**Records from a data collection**
* * *
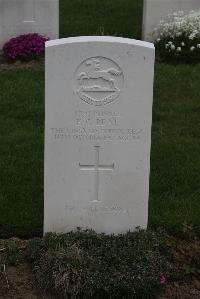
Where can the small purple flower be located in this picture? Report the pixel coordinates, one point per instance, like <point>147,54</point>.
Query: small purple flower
<point>25,46</point>
<point>162,279</point>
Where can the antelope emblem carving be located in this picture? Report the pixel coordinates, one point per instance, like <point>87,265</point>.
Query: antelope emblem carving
<point>95,72</point>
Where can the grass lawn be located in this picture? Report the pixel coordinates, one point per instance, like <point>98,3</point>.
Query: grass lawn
* * *
**ABOUT THIS EXERCISE**
Copy out every line of the data in which the word "grass" is found.

**WRITTEN SOLUTION**
Where can the grass lawn be located in this picture? Report the pixel coordinates, one point per instance, like <point>98,3</point>.
Query: grass lawn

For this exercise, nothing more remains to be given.